▸ PROBLEM: Pick up the forum thread about dogs chewing antlers after its final post and carry it on.

** Begin TEXT **

Jasper has a couple of antlers that he chews. He's not a heavy chewer, so he's still on his first (he's had it for like 2 years now) It's scary that others with powerful chewers are having some difficulties, though!


----------



## msminnamouse (Nov 4, 2010)

Huh. I didn't know there was such a difference. I have white and other colored elk ones. I haven't tried deer yet or moose. I've been thinking about trying goat horns! I bought these so I could split them because her bottom front teeth are worn down and her gums bleed there from chewing hard things. Thankfully I only split one. I've since given Ginger another one whole. It's whiter. She's making a serious dent in that one too in little time. She doesn't spend a lot of time on it. I was surprised she's taken to them at all because we've been checking them out at the stores for a while and she's never shown any interest up until recently. She's got some serious jaw pressure. Makes me all the more considerate of how gentle she is with her people and friends.

** End TEXT **
** Begin LISTING **

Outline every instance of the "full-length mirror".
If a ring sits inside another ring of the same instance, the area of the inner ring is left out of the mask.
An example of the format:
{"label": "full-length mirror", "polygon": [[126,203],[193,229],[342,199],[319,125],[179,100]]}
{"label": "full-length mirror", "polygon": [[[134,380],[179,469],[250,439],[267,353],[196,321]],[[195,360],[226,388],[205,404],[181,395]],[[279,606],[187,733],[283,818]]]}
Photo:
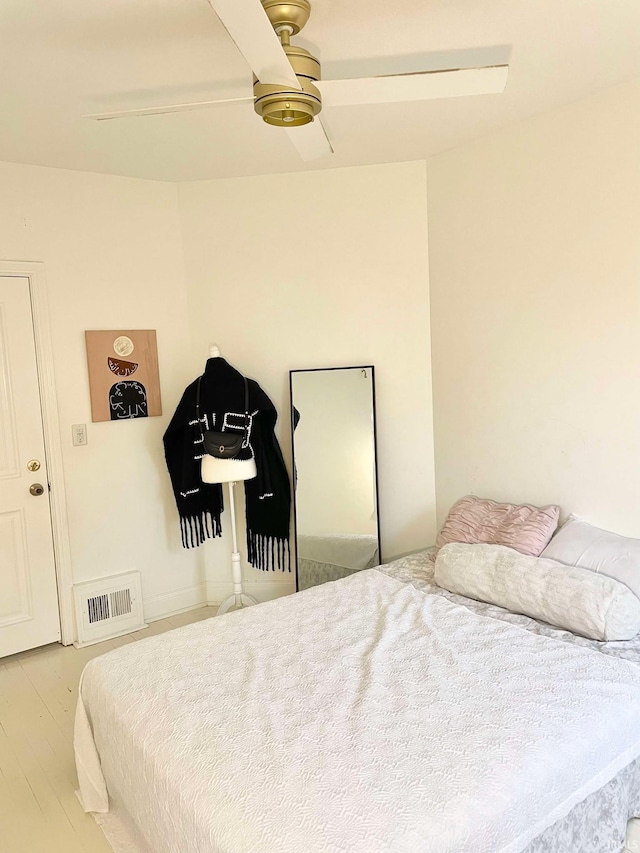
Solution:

** End LISTING **

▸ TASK ANSWER:
I've bought duck feet from the international stores in the past. A big pack for much less than you'd buy from a pet store. I clip the claws, then cook them down to make broth for the dogs. Then I roast them and they're pretty dehydrated by then. They like them a lot. I'm still concerned about giving bones in general for canine tooth fractures and intestinal damage. Even raw bones cause intestinal injuries and tooth fractures. All bones, cooked or raw have that potential. I wish the misconception wasn't out there. Most people don't know until it happens. Some dogs go for years or even a lifetime eating cooked or raw bones without any problems because they're lucky. Doesn't mean that it's not risky though. It's a particular risk I'm not too keen on when there are other chewing choices. Even antlers (bone) concern me and I carefully supervise. Cooking the bones until they're rubbery makes the feet safe, IMO.


----------



## CT Girl (Nov 17, 2010)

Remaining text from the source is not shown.